**EXERCISE DETAILS**
Retype, word for word, every line starting at the line with "Where can the large" and ending with the final line of the entries; skip the pictures.

**DATA SUPPLIED**
──────────

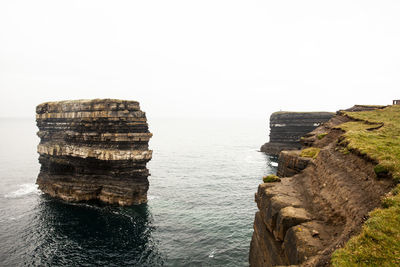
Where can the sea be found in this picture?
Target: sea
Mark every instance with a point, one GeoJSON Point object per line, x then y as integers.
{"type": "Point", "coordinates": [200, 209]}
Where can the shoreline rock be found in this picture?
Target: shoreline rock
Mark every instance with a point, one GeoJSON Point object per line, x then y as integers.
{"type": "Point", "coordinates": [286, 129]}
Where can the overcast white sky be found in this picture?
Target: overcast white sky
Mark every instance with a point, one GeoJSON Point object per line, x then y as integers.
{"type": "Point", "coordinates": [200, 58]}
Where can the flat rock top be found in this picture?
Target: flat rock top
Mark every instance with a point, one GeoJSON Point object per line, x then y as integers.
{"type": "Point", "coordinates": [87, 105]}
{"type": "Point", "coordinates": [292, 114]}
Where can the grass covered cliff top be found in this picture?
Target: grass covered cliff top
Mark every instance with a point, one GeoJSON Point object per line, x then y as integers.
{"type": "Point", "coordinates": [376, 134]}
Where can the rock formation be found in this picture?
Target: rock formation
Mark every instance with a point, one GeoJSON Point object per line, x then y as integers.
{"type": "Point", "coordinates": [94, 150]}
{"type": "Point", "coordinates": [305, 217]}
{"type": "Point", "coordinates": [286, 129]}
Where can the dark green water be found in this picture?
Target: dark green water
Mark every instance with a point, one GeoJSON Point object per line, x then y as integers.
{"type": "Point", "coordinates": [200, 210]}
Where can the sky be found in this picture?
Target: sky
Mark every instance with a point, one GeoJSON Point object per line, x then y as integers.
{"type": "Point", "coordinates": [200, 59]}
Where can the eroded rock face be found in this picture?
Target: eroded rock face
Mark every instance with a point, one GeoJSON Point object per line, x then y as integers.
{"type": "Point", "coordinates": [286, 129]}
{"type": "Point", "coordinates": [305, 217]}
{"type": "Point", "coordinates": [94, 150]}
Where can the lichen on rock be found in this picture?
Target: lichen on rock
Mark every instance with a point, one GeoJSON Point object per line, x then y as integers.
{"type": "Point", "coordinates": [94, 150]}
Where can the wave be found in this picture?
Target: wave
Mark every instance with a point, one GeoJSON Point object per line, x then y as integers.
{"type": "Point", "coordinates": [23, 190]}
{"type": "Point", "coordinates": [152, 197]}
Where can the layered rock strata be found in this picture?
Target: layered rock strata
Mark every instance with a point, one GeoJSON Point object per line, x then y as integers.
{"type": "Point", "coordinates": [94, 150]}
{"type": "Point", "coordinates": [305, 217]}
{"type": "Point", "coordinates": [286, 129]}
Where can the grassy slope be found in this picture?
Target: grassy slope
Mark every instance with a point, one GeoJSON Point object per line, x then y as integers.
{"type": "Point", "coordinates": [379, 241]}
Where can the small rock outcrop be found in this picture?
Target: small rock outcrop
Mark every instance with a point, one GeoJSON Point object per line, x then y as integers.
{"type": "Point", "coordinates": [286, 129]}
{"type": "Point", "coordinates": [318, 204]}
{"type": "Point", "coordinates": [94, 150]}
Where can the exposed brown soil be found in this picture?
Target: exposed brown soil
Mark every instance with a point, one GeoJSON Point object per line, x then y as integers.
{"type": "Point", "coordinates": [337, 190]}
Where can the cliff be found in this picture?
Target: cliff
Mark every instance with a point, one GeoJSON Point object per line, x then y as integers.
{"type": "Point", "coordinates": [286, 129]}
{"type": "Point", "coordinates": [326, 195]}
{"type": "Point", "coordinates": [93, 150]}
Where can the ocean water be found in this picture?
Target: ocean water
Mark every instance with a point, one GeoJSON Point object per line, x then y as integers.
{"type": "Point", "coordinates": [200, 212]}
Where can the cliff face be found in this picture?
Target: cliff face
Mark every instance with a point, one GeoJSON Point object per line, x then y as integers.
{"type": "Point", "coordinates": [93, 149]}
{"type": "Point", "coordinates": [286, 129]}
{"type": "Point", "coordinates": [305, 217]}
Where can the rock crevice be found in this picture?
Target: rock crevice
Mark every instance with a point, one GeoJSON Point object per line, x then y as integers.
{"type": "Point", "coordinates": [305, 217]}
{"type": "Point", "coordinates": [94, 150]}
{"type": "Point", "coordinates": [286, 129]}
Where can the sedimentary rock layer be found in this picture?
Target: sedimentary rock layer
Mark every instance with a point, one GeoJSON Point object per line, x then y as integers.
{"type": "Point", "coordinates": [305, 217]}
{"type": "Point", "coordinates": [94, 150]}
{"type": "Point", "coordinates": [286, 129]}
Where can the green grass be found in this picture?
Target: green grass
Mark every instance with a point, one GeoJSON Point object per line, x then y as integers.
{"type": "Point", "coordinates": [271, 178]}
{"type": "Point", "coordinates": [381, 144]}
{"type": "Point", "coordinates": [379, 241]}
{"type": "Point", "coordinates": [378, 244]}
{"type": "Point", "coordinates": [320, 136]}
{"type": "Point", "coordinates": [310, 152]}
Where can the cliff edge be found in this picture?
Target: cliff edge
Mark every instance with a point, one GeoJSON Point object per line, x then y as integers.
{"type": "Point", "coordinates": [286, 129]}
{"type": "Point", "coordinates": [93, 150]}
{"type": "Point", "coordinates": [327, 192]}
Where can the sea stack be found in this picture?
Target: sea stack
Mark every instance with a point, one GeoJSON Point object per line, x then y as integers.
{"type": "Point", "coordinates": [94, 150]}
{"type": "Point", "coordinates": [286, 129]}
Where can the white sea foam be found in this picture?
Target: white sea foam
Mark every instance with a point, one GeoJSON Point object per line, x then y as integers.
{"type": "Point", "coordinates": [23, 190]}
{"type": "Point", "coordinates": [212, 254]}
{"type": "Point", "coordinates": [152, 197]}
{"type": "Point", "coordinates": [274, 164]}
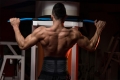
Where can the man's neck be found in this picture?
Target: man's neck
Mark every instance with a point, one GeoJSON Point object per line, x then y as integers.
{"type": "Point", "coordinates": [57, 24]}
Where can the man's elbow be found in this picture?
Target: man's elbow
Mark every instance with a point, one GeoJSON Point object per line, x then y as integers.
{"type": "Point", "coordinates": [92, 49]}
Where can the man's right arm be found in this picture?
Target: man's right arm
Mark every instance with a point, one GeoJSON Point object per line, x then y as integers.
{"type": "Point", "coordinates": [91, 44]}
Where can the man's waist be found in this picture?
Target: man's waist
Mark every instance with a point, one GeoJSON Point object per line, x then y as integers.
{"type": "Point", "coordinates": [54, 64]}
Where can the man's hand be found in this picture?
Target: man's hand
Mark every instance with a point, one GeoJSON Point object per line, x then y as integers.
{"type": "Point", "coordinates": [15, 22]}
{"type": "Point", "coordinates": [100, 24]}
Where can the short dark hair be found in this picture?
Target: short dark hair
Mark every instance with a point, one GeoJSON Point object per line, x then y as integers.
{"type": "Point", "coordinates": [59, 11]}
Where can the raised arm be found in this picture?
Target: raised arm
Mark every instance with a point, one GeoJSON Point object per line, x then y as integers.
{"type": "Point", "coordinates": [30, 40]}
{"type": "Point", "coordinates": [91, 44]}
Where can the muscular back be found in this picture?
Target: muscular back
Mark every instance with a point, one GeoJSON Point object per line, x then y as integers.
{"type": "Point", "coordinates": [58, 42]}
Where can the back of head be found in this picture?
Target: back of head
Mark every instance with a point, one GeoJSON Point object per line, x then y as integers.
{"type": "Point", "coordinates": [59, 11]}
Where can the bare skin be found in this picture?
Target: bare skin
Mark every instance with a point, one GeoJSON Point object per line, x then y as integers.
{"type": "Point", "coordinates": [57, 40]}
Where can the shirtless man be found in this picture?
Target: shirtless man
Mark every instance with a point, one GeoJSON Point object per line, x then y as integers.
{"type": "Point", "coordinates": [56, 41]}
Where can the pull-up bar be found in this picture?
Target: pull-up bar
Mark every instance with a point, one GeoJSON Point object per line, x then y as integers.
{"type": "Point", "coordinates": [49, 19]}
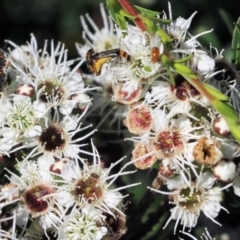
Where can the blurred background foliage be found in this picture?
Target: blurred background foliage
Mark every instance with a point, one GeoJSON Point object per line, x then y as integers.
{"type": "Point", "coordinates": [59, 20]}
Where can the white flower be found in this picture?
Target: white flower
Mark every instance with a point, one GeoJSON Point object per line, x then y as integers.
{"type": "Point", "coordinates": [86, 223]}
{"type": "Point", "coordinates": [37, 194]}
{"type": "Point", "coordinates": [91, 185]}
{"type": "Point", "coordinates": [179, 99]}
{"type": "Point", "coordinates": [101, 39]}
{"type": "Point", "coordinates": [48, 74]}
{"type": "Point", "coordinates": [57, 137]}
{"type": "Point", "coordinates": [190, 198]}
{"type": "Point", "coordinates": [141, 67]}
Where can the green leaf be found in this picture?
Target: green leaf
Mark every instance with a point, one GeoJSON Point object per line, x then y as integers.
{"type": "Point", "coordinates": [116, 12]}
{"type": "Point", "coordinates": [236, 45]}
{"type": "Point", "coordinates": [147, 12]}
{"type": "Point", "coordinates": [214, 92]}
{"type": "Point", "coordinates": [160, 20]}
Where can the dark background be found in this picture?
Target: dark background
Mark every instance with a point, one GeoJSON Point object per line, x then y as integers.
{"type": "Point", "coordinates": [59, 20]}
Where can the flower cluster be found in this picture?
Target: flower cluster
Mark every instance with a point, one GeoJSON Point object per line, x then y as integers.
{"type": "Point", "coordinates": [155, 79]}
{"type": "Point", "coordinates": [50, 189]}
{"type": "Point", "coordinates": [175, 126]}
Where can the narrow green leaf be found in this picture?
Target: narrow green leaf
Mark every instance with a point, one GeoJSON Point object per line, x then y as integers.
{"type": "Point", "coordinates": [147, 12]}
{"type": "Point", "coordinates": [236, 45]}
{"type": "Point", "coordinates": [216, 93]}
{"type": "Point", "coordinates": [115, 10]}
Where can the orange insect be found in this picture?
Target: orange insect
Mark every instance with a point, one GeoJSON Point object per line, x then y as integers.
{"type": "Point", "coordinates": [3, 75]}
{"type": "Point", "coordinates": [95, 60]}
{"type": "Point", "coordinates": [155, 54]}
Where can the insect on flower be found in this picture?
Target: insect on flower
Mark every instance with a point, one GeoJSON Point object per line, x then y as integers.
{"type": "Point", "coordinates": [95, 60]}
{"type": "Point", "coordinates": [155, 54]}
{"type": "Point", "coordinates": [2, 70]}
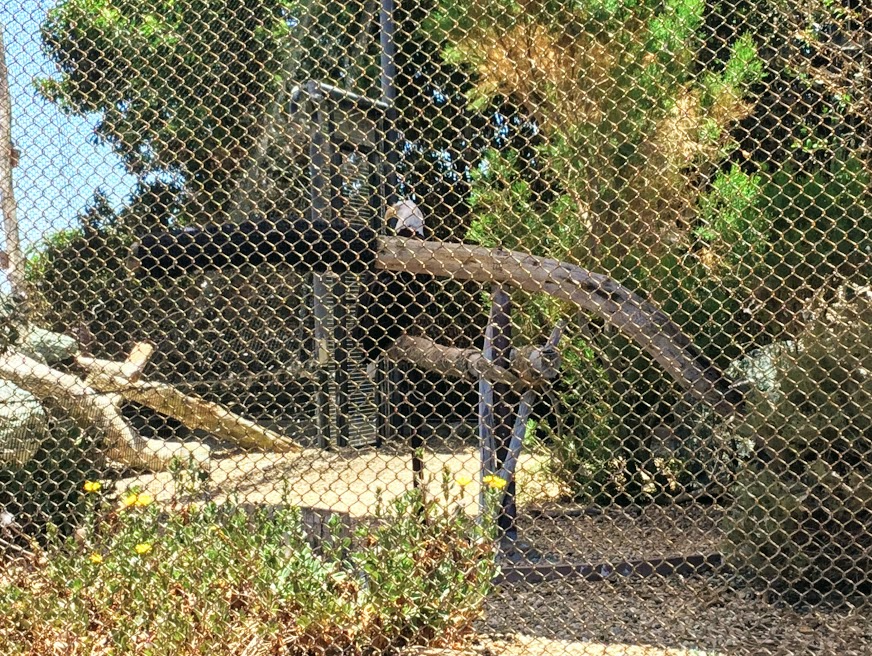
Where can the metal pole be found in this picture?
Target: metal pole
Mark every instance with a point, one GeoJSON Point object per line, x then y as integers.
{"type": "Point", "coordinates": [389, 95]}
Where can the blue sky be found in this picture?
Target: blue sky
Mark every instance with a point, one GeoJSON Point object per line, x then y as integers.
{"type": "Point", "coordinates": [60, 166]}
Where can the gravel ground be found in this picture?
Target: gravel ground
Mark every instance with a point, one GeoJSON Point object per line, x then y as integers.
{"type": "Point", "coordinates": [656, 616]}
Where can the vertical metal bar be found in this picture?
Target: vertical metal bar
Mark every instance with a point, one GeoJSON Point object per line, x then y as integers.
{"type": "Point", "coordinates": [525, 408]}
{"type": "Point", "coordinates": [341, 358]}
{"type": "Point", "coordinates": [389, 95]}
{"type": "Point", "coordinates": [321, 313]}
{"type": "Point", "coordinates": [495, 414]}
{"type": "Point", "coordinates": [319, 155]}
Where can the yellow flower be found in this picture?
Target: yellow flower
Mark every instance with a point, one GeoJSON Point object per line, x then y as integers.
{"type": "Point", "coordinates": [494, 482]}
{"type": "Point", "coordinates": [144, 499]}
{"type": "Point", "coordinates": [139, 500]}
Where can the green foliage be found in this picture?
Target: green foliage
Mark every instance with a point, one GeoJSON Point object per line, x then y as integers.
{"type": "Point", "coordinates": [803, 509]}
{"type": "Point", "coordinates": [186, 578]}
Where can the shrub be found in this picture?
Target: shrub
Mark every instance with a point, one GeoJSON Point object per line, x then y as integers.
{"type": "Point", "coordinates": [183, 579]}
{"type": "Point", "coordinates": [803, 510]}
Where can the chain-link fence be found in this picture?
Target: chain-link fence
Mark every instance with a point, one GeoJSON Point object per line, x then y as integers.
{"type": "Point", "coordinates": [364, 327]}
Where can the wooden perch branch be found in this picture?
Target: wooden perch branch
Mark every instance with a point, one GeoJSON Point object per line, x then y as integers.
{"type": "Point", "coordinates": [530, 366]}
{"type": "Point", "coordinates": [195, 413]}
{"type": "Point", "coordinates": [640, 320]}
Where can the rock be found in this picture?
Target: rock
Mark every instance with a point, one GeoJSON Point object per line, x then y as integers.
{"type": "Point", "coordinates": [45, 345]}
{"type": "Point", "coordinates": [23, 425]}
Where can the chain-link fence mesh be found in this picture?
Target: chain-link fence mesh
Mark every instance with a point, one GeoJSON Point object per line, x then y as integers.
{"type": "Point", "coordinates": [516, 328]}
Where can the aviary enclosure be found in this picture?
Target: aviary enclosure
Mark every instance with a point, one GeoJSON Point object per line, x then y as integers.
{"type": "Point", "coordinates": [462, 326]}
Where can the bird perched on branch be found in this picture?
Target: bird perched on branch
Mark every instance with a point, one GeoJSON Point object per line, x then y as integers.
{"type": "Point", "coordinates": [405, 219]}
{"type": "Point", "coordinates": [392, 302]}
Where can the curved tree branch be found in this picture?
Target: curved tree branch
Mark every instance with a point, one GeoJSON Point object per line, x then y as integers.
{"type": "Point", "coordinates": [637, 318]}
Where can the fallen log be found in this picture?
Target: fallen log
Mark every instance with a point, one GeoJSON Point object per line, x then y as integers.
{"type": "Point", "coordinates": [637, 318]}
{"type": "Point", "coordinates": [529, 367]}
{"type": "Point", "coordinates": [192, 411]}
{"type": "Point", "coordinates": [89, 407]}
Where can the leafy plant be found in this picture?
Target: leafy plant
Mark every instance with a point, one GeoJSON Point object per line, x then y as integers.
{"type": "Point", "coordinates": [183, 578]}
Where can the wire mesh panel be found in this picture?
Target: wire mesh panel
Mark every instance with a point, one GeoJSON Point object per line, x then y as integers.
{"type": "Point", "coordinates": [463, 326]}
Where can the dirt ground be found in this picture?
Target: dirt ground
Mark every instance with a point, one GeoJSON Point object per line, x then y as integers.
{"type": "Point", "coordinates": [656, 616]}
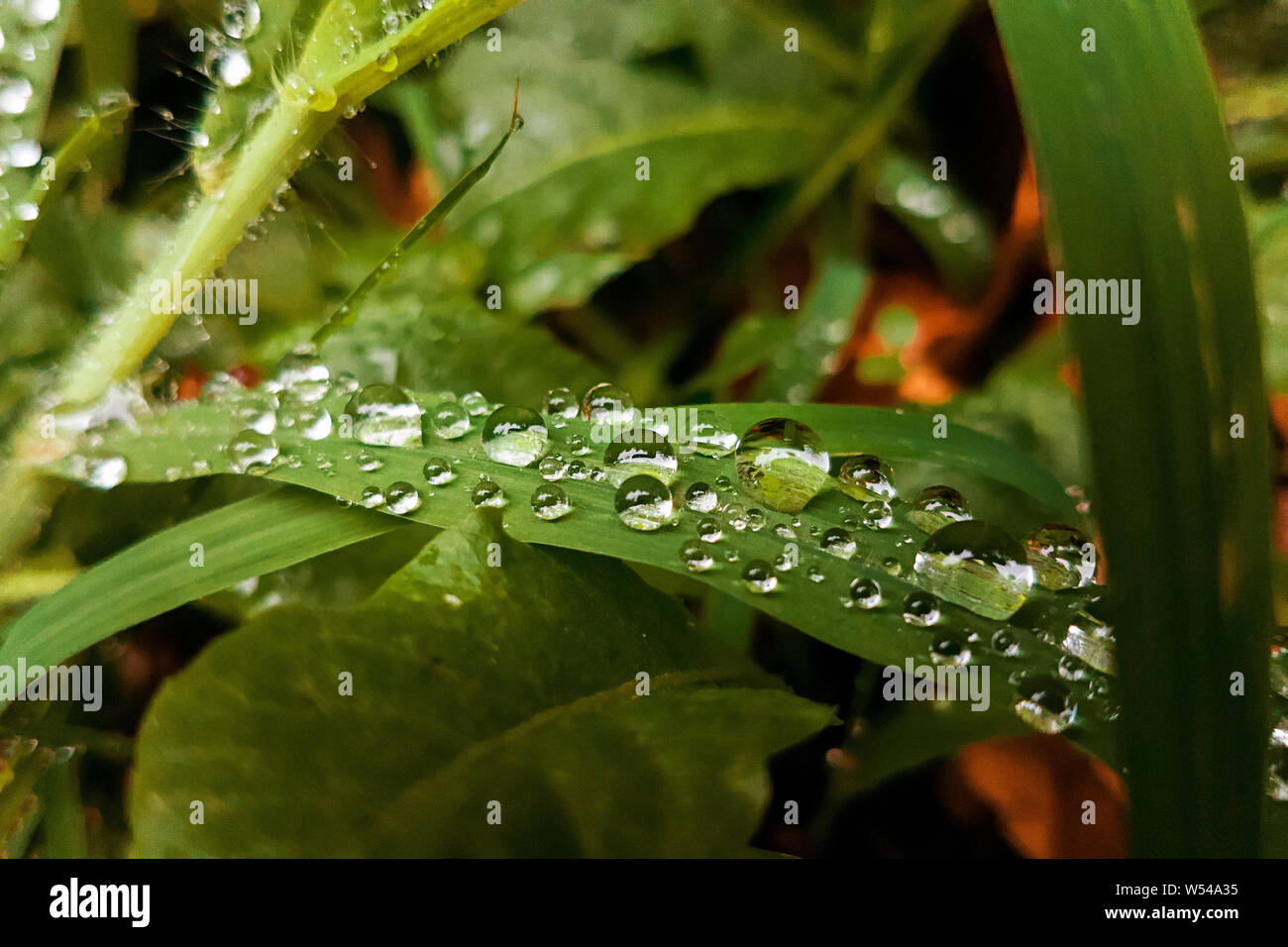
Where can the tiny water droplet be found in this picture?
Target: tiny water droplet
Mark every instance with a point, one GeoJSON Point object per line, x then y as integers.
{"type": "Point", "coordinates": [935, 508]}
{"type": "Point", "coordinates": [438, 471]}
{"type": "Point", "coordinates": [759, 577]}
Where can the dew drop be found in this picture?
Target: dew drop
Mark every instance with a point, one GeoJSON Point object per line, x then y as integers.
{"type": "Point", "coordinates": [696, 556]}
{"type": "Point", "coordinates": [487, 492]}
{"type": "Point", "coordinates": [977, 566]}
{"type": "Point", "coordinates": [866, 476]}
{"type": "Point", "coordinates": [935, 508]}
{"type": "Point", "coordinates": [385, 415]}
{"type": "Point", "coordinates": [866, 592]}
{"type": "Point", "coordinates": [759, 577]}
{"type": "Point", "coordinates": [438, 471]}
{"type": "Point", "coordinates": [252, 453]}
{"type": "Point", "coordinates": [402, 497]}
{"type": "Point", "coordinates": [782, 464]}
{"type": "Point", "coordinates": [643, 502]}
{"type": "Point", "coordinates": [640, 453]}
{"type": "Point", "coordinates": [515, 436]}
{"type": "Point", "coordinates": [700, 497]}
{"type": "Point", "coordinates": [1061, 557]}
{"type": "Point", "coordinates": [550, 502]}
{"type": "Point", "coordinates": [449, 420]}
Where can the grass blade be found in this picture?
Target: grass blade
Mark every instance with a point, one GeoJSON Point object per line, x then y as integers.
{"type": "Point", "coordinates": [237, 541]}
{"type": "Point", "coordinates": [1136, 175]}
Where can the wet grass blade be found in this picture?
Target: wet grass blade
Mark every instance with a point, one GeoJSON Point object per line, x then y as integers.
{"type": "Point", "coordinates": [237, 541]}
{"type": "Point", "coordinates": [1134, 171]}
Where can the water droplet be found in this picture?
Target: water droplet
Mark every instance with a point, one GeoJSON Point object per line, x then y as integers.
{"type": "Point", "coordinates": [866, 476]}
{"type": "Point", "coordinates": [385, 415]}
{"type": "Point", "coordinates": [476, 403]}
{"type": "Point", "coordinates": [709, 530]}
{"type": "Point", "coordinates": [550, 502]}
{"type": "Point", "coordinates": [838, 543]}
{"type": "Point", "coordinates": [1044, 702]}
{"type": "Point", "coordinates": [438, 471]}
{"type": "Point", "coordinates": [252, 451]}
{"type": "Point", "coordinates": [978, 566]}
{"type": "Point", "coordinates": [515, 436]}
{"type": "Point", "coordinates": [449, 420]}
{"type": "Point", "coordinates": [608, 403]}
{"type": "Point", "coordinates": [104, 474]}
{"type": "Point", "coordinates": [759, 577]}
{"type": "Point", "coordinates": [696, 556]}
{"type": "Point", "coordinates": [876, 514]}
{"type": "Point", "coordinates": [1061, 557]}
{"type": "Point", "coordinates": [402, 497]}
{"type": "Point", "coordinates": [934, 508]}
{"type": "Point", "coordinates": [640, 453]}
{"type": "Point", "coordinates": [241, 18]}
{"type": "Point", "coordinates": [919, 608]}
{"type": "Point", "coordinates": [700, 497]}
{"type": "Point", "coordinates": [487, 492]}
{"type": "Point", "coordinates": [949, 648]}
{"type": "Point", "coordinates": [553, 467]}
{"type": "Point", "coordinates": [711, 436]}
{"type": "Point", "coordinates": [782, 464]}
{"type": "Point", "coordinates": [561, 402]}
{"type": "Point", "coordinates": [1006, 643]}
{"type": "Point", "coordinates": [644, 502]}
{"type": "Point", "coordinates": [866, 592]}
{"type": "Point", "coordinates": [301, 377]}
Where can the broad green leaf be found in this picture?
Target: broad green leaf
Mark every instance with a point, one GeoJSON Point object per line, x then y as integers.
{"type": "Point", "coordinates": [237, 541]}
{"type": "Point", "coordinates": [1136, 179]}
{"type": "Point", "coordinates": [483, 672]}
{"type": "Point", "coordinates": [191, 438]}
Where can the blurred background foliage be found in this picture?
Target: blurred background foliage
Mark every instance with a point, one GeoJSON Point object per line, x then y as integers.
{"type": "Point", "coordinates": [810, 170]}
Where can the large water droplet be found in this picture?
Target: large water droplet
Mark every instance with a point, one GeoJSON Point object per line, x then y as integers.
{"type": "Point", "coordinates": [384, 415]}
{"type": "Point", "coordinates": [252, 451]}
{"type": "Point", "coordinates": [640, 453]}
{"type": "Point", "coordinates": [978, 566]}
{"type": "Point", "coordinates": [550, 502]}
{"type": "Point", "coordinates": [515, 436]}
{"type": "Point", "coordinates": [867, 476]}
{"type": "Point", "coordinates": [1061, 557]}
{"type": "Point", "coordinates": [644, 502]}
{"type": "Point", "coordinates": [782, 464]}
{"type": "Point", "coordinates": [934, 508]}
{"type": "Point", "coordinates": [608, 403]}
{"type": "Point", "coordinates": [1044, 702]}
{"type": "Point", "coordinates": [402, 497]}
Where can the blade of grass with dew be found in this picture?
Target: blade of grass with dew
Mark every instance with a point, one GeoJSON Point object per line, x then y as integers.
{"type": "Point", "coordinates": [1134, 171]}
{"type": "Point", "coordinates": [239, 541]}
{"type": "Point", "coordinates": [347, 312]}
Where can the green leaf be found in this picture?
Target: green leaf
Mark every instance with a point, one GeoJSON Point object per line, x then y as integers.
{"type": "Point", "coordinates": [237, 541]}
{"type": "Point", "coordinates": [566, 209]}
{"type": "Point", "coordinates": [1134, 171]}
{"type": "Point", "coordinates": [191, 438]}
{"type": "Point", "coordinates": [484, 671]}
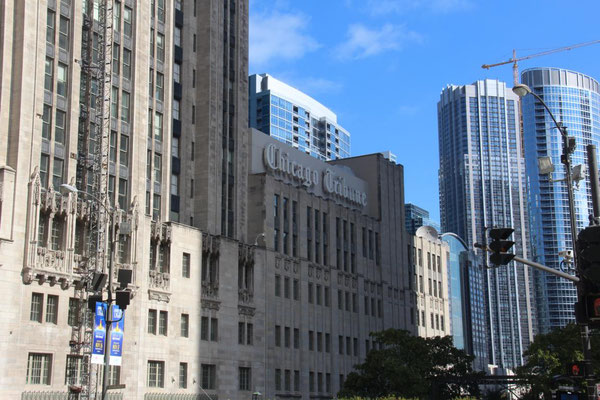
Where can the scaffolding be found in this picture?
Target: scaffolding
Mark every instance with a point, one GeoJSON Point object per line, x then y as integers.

──────────

**THE ANSWER**
Where can the large water droplet be found in this picture?
Target: large water droplet
Mark every instance with a point, one GeoJSON Point object per line, x then y as integers.
{"type": "Point", "coordinates": [384, 415]}
{"type": "Point", "coordinates": [252, 451]}
{"type": "Point", "coordinates": [640, 453]}
{"type": "Point", "coordinates": [978, 566]}
{"type": "Point", "coordinates": [550, 502]}
{"type": "Point", "coordinates": [515, 436]}
{"type": "Point", "coordinates": [867, 476]}
{"type": "Point", "coordinates": [1061, 557]}
{"type": "Point", "coordinates": [644, 502]}
{"type": "Point", "coordinates": [782, 464]}
{"type": "Point", "coordinates": [934, 508]}
{"type": "Point", "coordinates": [608, 403]}
{"type": "Point", "coordinates": [1044, 702]}
{"type": "Point", "coordinates": [402, 497]}
Where can the blade of grass with dew be found in this picture?
Target: blade of grass with dew
Mark every instance with a point, one GeoJSON Point object per line, x then y as integers.
{"type": "Point", "coordinates": [1134, 171]}
{"type": "Point", "coordinates": [239, 541]}
{"type": "Point", "coordinates": [347, 312]}
Where can the green leaf be found in this picture?
Target: green leaf
Mark every instance with a point, one GeoJSON Point object per line, x then y as integers.
{"type": "Point", "coordinates": [237, 541]}
{"type": "Point", "coordinates": [566, 209]}
{"type": "Point", "coordinates": [1134, 171]}
{"type": "Point", "coordinates": [191, 438]}
{"type": "Point", "coordinates": [484, 671]}
Where can the scaffolding be found in this picture?
Target: scaffolding
Mark every instance with a point, one GeoJSON Point object per line, x then y as integers.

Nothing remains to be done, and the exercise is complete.